_TEXTAUSZUG:_
■ ■ ■ ■ ■ ■ ■

Hier haben wir ein paar Tipps für dich:

  • Nerven bewahren: Auch wenn es schwierig erscheint, bring trotz zerstörter Kissen oder einem Alleingang deines Vierbeiners in der Nachbarschaft Liebe und Geduld auf. Dein Hund will dich mit seinem Verhalten nicht ärgern. Vielmehr weiß er manchmal selber nicht, wo ihm der Kopf steht und muss seine Hormonschübe verarbeiten.

  • Sei verständnisvoll: Denke nicht, dass dein pubertierender Hund dir etwas zu Fleiß tut. Die hormonellen Veränderungen sind für ihn schwierig zu steuern und er braucht in deiner Phase vor allem dein Verständnis und deine Hilfe. Verliere beim Training nicht die Geduld, wenn dein Hund gerade einmal nicht so konzentriert ist, wie er einmal war oder er alles vergessen zu haben scheint, was er je gelernt hat. Mach die Übungen wieder leichter und festige, das was er schon gut konnte, als viel neues zu lernen bzw. zu verlangen.

  • Unterstütze deinen Hund! Sei darauf vorbereitet, dass dein Hund in der Pubertät besorgt oder ängstlich im Hinblick auf Dinge oder Situationen reagiert, die er in der Vergangenheit bereits erlebt hat und habe entsprechendes Verständnis dafür und übe diese nochmals mit viel Geduld und Unterstützung.

  • Sozialisierung fortsetzen und die Gewöhnung an Umweltreize wiederholen: Lift fahren, U-Bahn/Bus/Straßenbahn fahren, Menschen (Kinder, alte Leute mit Gehhilfe etc.) kennenlernen, Einkaufszentrum besuchen etc.

  • Konsequent bleiben: Dein Vierbeiner muss sich vor allem in seinem hormonellen Chaos stets an dir orientieren können. "Falsches" Benehmen sollte trotzdem nicht einfach hingenommen werden. Bleibe konsequent und biete deinem Hund Sicherheit, Orientierung und Führung, die er dringend benötigt. Wenn man den Dingen ihren Lauf lässt, verfestigen diese sich und wachsen zu immer größeren Problemen heran. Bleibe dabei zwar konsequent, aber fair. Verlange von deinem Hund nur, was er auch wirklich schaffen kann und ziehe dein Training mit Ruhe und Konsequenz durch. Das bedeutet, dass deine Anforderungen klar und verständlich für deinen Hund sein sollen (also nicht heute ja und morgen nein).

■ ■ ■ ■ ■ ■ ■

_EXTRAHIERTE DATEN:_

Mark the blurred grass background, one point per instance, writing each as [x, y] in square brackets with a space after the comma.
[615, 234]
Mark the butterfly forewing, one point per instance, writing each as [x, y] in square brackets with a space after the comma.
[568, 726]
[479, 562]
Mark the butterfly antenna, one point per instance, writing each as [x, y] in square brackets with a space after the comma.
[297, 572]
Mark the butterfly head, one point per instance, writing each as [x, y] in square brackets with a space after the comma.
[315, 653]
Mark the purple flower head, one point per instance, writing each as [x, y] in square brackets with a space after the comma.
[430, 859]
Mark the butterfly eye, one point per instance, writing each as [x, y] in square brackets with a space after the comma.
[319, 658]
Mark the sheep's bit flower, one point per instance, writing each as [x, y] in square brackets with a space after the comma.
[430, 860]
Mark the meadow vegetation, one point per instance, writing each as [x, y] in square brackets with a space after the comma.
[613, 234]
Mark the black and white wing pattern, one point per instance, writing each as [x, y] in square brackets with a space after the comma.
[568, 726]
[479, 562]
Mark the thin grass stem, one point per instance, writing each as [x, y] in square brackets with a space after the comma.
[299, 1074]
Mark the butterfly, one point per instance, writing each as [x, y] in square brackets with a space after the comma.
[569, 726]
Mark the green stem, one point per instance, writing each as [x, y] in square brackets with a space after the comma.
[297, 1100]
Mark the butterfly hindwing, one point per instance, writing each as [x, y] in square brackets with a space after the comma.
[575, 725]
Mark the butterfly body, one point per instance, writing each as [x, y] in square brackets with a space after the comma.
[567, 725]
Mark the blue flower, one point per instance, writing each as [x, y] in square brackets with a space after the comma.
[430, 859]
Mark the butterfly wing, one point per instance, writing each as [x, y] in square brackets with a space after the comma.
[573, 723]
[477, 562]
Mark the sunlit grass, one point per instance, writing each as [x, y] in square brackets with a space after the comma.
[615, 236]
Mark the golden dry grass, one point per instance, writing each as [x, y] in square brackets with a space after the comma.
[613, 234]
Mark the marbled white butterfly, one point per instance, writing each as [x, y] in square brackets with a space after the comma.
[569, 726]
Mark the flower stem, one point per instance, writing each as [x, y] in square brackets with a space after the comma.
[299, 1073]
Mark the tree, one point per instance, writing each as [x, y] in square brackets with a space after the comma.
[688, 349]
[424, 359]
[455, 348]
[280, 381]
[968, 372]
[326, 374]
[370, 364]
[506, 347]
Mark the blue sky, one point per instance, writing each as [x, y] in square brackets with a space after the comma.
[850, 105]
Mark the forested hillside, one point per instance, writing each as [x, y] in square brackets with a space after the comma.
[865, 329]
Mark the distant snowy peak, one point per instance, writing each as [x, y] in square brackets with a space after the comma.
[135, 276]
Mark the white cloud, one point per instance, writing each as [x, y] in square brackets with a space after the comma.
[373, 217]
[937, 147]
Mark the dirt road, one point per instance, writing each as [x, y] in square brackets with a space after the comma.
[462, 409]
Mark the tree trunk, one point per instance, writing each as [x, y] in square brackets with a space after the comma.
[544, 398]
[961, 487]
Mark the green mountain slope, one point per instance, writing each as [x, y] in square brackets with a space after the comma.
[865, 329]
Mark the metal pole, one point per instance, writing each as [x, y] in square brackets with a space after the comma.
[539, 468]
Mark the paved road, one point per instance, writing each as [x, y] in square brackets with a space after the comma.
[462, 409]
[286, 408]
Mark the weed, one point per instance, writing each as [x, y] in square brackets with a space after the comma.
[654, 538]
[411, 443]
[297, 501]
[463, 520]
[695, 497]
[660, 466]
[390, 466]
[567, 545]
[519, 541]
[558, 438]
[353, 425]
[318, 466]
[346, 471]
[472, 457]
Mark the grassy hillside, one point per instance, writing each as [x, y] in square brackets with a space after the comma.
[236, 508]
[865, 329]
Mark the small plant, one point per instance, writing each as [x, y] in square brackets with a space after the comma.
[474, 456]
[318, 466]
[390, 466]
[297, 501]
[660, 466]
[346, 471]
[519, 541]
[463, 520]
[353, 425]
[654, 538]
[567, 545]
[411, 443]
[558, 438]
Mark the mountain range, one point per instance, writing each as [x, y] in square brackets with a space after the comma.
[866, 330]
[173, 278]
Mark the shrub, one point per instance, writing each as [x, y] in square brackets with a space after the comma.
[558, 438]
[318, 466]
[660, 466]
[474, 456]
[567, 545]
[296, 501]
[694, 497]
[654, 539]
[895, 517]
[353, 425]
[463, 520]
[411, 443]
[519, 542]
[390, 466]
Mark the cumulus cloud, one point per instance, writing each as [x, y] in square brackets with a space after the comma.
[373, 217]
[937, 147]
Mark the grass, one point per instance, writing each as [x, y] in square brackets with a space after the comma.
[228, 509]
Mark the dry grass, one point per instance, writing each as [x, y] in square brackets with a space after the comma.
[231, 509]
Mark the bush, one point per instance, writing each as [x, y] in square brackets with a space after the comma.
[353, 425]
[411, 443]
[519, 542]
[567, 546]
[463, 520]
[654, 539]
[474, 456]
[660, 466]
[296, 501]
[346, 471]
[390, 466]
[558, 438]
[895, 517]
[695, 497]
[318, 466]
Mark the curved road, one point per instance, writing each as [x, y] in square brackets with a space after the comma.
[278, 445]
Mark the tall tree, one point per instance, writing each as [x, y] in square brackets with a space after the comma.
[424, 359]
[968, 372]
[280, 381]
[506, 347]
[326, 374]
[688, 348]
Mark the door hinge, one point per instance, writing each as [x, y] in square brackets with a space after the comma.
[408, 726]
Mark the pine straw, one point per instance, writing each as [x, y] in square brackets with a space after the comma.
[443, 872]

■ ■ ■ ■ ■ ■ ■

_AUFGABENSTELLUNG:_ Nenne bitte die Leitsätze aller Tipps im Textauszug über den Hund in der Pubertät, also jeweils die Worte am Anfang eines Tipps bis zum Doppelpunkt oder Ausrufezeichen. Für diese Aufgabe spielen die Einträge keine Rolle.

_LÖSUNG:_
- Nerven bewahren
- Sei verständnisvoll
- Unterstütze deinen Hund!
- Sozialisierung fortsetzen und die Gewöhnung an Umweltreize wiederholen
- Konsequent bleiben